**** Kutipan Halaman ****

Selasa, 27 Desember 2011

Sejumput Risalah


doc: favim.com


Duhai senja,
Namamu seringkali dijadikan singgasana para peziarah. Diantara sinar mentari dan lembutnya kegelapan menjelang malam, kau berdiri dikeduanya. Layaknya koma, kau adalah jeda dimana ruang menjadi kosong dan mendamaikan.
                                      
Jelaga,
Hitam pekat menempel pada sekat dan berkerak. Jika kau melihat pekat, siapa yang tahu mengenai diriku? Kau pun juga tak tahu pasti. Sejumput kerak, berdesir membangkitkan perasaan aneh dan jijik pada diriku sendiri.

Cermin,
Kulihat diriku disana, tapi tak kukenali pantulan siapa itu. Aku sekaligus bukan aku. Ya, begitulah adanya. Mereka bilang itu aku, tapi bagiku itu bahkan bukan aku bahkan bayanganku. Ada yang terpisah dariku dan tak kukenali sebelumnya. Ada harapan dan fantasi yang tak terkatakan namun tampak dalam cermin. Ia adalah harapan sekaligus kenyataan yang tak mampu kereguk seluruhnya.

**** Daftar Data ****

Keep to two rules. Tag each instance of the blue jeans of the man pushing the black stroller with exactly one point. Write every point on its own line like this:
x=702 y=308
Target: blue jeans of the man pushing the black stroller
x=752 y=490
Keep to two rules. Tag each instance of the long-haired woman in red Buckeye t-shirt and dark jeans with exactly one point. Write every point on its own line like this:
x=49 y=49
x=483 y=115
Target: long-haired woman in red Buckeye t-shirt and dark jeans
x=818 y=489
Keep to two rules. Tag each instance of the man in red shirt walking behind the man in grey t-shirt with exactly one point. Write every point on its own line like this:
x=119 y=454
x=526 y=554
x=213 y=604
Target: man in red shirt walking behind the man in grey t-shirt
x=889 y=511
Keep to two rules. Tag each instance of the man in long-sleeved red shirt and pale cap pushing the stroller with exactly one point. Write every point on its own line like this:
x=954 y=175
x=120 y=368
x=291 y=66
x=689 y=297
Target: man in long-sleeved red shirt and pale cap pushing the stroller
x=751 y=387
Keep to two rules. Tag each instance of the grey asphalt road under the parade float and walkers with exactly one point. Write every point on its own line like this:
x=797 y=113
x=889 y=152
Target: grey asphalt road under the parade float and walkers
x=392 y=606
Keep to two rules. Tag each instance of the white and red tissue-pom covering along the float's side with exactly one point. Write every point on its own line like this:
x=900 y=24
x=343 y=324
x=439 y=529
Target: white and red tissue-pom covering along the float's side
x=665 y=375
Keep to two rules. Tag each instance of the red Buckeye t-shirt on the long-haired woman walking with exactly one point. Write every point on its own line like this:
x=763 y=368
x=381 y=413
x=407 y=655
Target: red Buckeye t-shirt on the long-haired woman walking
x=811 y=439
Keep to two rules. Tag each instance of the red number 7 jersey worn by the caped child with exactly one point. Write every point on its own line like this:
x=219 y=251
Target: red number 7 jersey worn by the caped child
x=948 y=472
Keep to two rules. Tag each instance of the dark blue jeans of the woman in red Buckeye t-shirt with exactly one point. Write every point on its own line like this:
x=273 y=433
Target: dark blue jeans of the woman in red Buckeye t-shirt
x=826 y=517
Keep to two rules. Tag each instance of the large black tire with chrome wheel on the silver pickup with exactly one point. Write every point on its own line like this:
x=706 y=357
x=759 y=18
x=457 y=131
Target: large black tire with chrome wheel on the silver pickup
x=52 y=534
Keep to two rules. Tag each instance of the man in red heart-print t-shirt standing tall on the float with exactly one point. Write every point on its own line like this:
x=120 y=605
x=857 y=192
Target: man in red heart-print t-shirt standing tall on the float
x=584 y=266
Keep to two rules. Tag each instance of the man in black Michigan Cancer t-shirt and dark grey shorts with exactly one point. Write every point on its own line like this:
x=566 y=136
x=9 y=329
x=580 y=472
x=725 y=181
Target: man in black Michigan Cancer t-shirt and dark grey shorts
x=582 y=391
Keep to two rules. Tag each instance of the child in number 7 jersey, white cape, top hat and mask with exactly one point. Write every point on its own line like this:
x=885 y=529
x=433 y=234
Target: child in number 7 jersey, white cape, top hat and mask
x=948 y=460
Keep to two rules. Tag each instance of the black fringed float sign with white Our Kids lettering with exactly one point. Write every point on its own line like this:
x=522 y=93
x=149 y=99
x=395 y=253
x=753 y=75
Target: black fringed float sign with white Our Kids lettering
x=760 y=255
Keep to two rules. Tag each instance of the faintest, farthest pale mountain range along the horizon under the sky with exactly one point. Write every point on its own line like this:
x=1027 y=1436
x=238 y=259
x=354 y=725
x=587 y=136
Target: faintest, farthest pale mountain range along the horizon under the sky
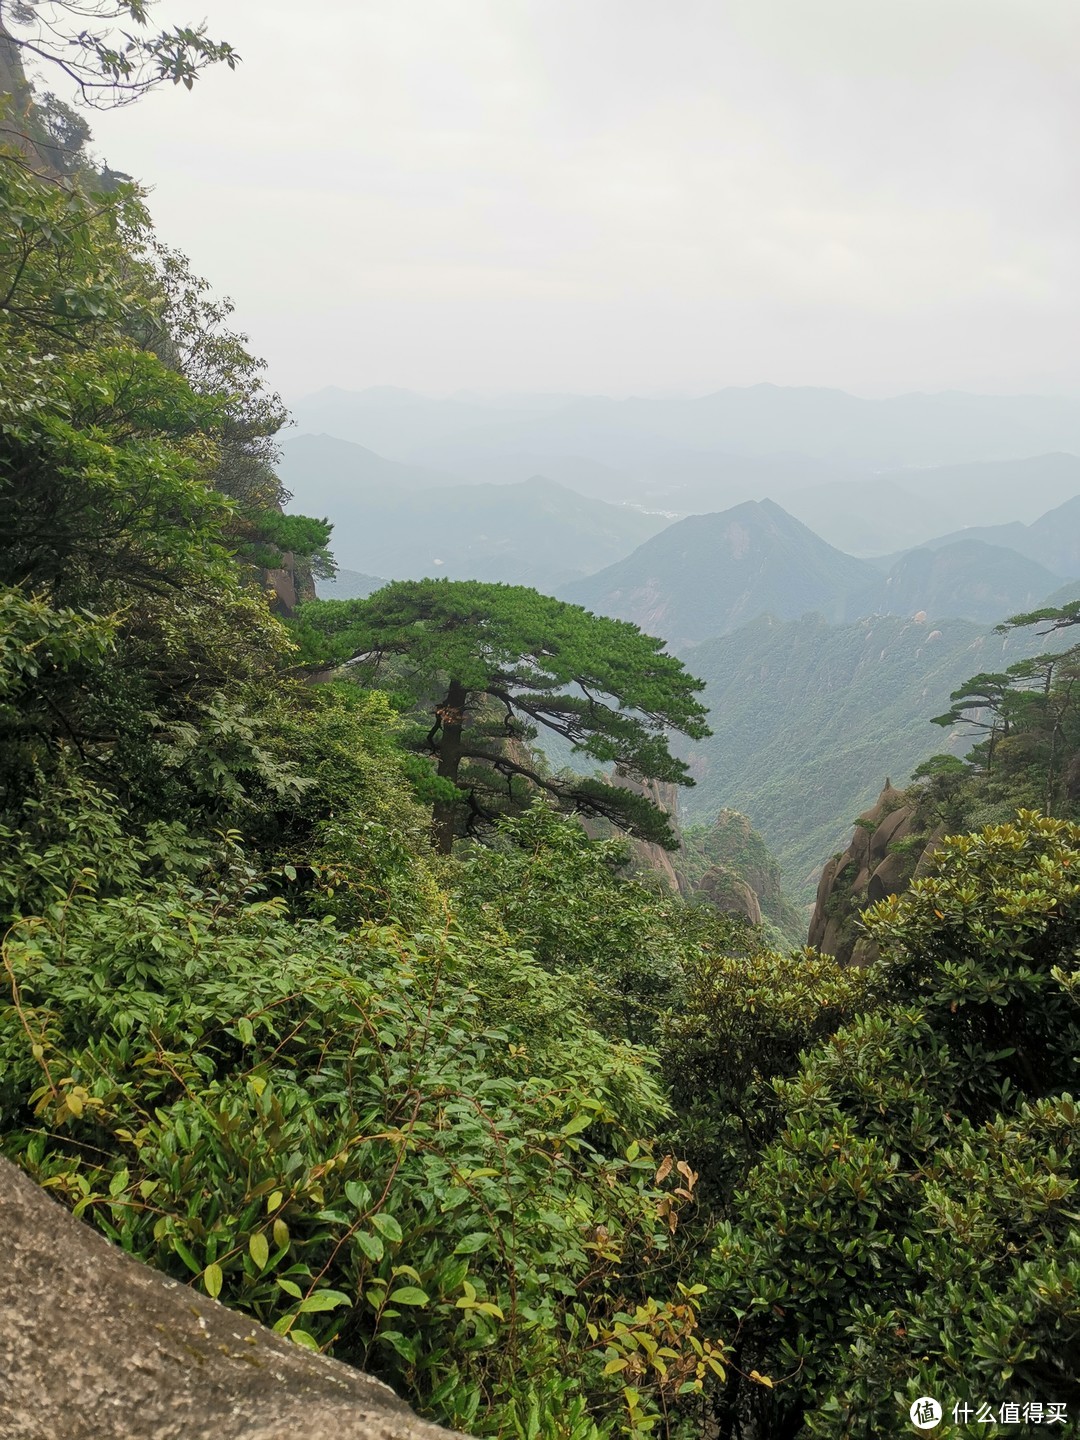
x=757 y=421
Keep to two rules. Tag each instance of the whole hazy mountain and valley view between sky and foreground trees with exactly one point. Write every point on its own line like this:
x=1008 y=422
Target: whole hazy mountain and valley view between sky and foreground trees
x=823 y=666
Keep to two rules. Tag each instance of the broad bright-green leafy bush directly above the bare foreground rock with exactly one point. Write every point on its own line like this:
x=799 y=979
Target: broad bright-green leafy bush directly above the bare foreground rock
x=329 y=1134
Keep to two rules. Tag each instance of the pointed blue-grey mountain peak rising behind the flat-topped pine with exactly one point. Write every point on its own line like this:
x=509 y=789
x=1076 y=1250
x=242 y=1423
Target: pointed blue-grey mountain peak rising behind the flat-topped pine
x=706 y=575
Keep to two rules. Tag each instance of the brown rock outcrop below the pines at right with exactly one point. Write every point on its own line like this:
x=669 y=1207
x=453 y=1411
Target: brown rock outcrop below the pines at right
x=886 y=853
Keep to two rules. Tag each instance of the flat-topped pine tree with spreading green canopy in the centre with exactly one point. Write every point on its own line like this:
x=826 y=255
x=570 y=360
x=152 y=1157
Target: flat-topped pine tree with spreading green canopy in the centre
x=492 y=665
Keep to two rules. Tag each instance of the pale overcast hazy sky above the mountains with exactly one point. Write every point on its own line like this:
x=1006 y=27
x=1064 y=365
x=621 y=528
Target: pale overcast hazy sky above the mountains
x=624 y=197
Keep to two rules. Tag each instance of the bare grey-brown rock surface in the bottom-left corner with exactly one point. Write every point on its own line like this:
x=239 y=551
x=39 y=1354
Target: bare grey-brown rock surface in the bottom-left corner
x=97 y=1347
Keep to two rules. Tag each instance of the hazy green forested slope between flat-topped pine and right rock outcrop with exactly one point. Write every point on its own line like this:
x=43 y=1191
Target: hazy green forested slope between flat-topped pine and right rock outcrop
x=809 y=719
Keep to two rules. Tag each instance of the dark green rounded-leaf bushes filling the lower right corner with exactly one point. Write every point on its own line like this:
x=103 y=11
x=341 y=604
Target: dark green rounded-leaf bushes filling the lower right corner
x=912 y=1230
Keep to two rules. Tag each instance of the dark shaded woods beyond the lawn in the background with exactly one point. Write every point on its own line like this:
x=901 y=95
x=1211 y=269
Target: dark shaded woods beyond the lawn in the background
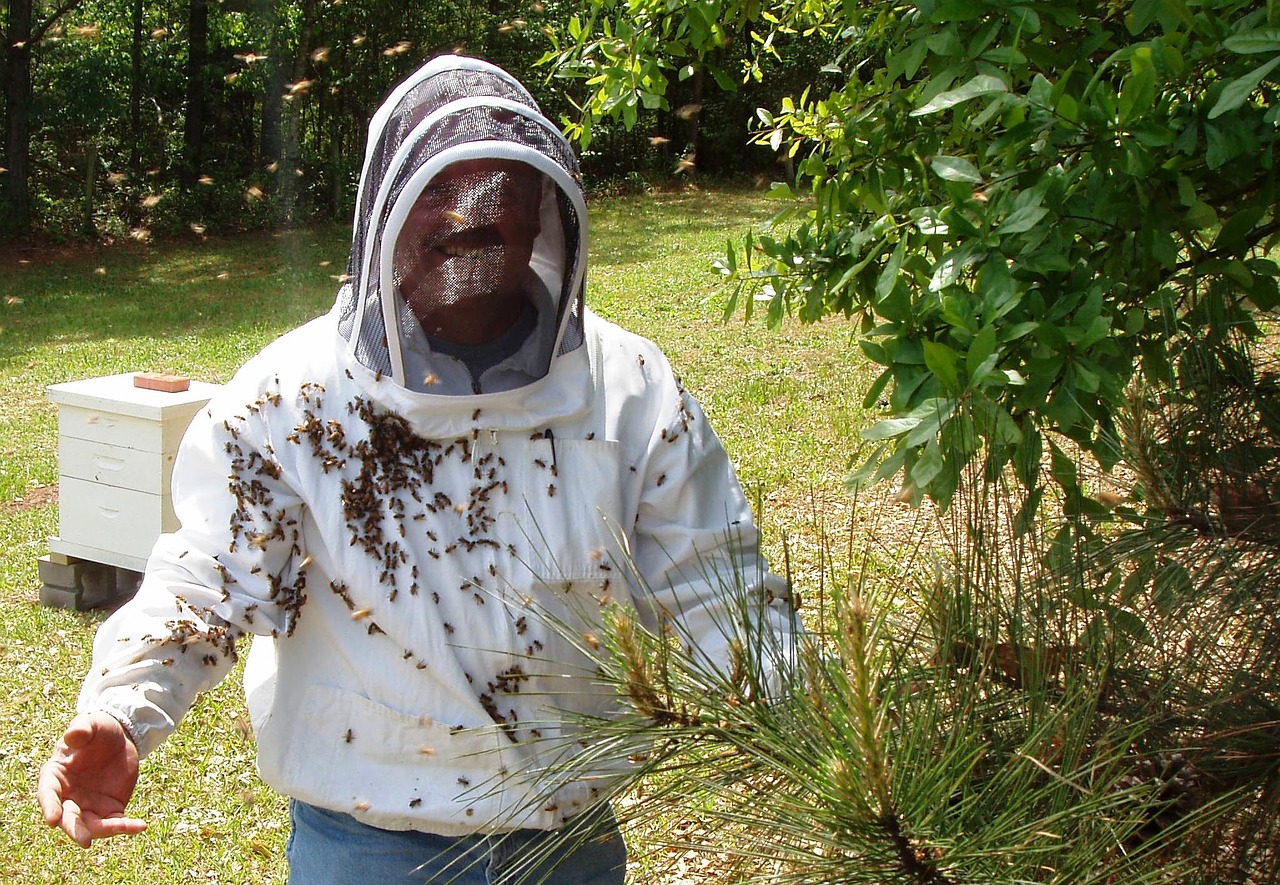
x=161 y=118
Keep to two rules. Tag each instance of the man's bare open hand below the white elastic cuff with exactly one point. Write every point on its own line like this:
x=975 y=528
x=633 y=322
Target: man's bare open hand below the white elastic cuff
x=89 y=779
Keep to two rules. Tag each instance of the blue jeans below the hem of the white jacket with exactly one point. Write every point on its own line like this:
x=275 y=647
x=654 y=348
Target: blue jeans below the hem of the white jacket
x=331 y=848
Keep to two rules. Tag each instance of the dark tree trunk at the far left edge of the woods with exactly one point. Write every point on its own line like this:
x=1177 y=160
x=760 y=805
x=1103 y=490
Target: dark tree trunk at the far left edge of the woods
x=17 y=194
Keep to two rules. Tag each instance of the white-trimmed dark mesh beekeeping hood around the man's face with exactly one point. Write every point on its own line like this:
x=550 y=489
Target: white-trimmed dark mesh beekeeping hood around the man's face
x=452 y=111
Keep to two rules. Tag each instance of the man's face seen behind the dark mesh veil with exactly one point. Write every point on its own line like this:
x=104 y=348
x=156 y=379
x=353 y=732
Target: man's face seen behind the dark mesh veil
x=463 y=257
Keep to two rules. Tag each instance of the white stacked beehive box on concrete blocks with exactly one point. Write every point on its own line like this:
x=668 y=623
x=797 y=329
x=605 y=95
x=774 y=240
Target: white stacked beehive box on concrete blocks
x=116 y=451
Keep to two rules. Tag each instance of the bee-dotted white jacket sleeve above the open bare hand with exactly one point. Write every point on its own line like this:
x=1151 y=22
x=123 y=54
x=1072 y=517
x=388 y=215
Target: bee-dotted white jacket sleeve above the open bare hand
x=235 y=567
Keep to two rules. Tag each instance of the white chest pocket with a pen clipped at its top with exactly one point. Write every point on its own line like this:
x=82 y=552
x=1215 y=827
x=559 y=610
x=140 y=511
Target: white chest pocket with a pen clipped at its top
x=566 y=509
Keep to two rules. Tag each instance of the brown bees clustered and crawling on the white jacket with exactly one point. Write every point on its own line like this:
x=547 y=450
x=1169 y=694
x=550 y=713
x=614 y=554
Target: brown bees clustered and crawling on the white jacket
x=386 y=476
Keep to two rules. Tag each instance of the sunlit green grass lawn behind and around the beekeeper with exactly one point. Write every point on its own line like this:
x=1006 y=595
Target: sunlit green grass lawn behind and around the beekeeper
x=787 y=404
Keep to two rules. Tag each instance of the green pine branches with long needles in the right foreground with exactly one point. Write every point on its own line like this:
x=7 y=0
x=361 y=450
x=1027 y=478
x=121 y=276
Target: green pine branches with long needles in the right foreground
x=1014 y=714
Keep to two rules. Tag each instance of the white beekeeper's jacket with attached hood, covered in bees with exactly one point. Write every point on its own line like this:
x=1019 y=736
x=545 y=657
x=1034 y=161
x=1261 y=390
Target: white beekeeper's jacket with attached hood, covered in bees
x=401 y=550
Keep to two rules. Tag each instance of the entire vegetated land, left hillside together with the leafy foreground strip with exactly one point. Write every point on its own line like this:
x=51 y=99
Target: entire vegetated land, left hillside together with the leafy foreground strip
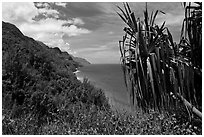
x=41 y=95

****

Petunjuk Latihan:
1. Sebutkan semua hal yang disapa di awal tiap bagian dalam kutipan halaman.
2. Teruskan kutipan halaman yang berisi renungan tentang senja, jelaga, dan cermin, dimulai setelah kalimat terakhirnya.
Baris-baris data di atas diambil dari sumber lain.

Jawaban Tiap Tugas:
1. senja, jelaga, cermin

2.
Kata,
Aku terlalu banyak membuang kata. Semuanya menjadi omong kosong. Kata, ia representasi apa yang kupikirkan sekaligus mereduksi kemungkinan lain dari pikiran. Aku menjelma frasa, menggugat bait. Selalu ada yang dapat ditentang, dan aku menentang diriku sendiri lewat kata.

Fiksi,
Biarkan aku mencipta fiksi dan mengaburkan dunia. Biar kusembunyikan namanya di dalam fiksi dan cinta menjadi diksi dalam setiap kata-kata yang terbentuk dari imajinasi. Agar setiap peziarah yang mencoba menemukannya mendapati sebentuk jiwa yang layu karena fiksi menyerap realita dan kemungkinan. Dalam fiksi, cinta dan dirinya melebur dan menggandakan diri dalam beragam makna. (Rabu, 10/8/2011)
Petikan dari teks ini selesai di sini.